*EXERCISE DIRECTIONS*: Lay out every line of the records below as a JSON list of strings, with one string per line. Skip blank lines and leave the pictures out.

-- START INFORMATION SHOWN --

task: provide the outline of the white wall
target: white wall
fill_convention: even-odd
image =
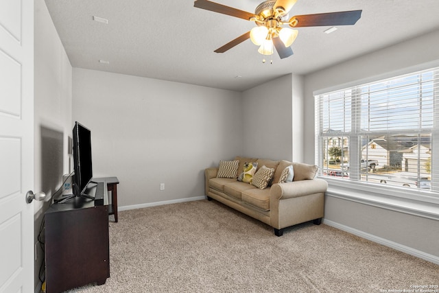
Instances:
[[[242,155],[303,160],[302,83],[288,74],[243,92]]]
[[[327,68],[305,78],[305,144],[314,144],[313,92],[336,89],[439,66],[439,30]],[[314,148],[305,148],[306,163],[314,163]],[[329,189],[331,189],[330,184]],[[374,194],[379,196],[379,194]],[[365,233],[439,261],[439,221],[338,198],[327,194],[325,221],[353,233]],[[427,257],[428,258],[428,257]]]
[[[35,242],[49,200],[69,171],[67,136],[71,132],[72,68],[44,0],[35,1],[34,36],[34,191],[45,202],[34,202]],[[71,135],[71,134],[70,134]],[[35,285],[43,261],[38,249]]]
[[[119,207],[204,196],[204,168],[242,152],[240,93],[76,68],[73,80],[73,121],[91,130],[94,176],[119,178]]]

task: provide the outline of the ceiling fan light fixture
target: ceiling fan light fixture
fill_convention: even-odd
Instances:
[[[289,47],[293,45],[299,31],[297,30],[292,30],[288,27],[283,27],[279,32],[279,38],[285,47]]]
[[[250,31],[250,39],[253,44],[259,46],[263,43],[268,34],[268,29],[266,27],[263,25],[254,27]]]
[[[273,41],[270,40],[264,40],[263,43],[258,49],[258,52],[262,55],[272,55],[273,54]]]

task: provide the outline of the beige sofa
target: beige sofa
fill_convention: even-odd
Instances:
[[[321,223],[328,184],[322,179],[315,178],[318,166],[240,156],[233,161],[239,161],[233,178],[218,177],[219,167],[205,169],[208,200],[215,199],[271,226],[276,236],[283,235],[284,228],[299,223],[311,220],[318,225]],[[257,173],[263,165],[274,169],[268,187],[261,189],[254,183],[237,180],[246,162],[257,163]],[[293,166],[292,182],[278,183],[283,172],[285,174],[285,169],[289,165]]]

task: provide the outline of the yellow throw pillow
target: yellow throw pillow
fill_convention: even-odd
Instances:
[[[239,174],[238,180],[245,182],[246,183],[251,183],[253,180],[253,175],[256,172],[256,169],[258,167],[257,163],[244,163],[243,172]]]

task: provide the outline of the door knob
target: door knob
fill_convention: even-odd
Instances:
[[[34,194],[34,191],[29,190],[26,194],[26,202],[31,203],[34,199],[35,200],[43,200],[46,198],[46,194],[44,192],[37,192]]]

-- END INFORMATION SHOWN --

*OUTPUT OF THE TASK*:
[
  "task: provide the outline of the white wall",
  "target: white wall",
  "fill_convention: even-odd",
  "image =",
  "Instances:",
  "[[[242,155],[303,160],[302,83],[288,74],[243,92]]]",
  "[[[327,68],[305,78],[305,144],[314,144],[313,92],[336,89],[439,66],[439,30]],[[314,148],[305,148],[306,163],[314,163]],[[329,189],[331,189],[330,184]],[[374,194],[379,196],[379,194]],[[365,233],[439,261],[439,221],[338,198],[327,194],[325,221],[353,233]],[[427,257],[428,258],[428,257]]]",
  "[[[35,242],[49,200],[69,171],[67,136],[71,132],[72,68],[44,0],[35,1],[34,36],[34,191],[45,202],[34,202]],[[71,135],[71,134],[70,134]],[[35,285],[43,261],[38,249]]]",
  "[[[119,207],[204,196],[204,168],[242,152],[240,93],[76,68],[73,80],[73,121],[91,130],[94,176],[119,178]]]",
  "task: provide the outline of the ceiling fan light fixture",
  "target: ceiling fan light fixture",
  "fill_convention: even-odd",
  "Instances:",
  "[[[289,47],[293,45],[299,31],[297,30],[292,30],[288,27],[283,27],[279,32],[279,38],[285,47]]]",
  "[[[250,31],[250,39],[253,44],[259,46],[263,43],[268,34],[268,29],[266,27],[263,25],[254,27]]]",
  "[[[273,41],[270,40],[264,40],[263,43],[258,49],[258,52],[262,55],[272,55],[273,54]]]",
  "task: provide the outline of the beige sofa",
  "target: beige sofa",
  "fill_convention: even-odd",
  "Instances:",
  "[[[321,223],[328,184],[322,179],[315,178],[318,166],[240,156],[233,161],[239,161],[233,178],[218,177],[219,167],[205,169],[208,200],[215,199],[271,226],[276,236],[283,235],[284,228],[299,223],[311,220],[318,225]],[[257,173],[263,165],[274,169],[268,187],[261,189],[254,183],[237,180],[246,162],[257,163]],[[293,166],[292,182],[278,183],[283,172],[285,174],[285,169],[289,165]]]",
  "task: provide the outline of the yellow throw pillow",
  "target: yellow throw pillow",
  "fill_convention: even-odd",
  "Instances:",
  "[[[239,174],[238,180],[245,182],[246,183],[251,183],[253,180],[253,175],[256,172],[256,169],[258,167],[257,163],[244,163],[243,172]]]",
  "task: provide the outline of the door knob",
  "target: door knob",
  "fill_convention: even-odd",
  "Instances:",
  "[[[34,194],[34,191],[29,190],[26,194],[26,202],[31,203],[34,199],[35,200],[43,200],[46,198],[46,194],[44,192],[37,192]]]"
]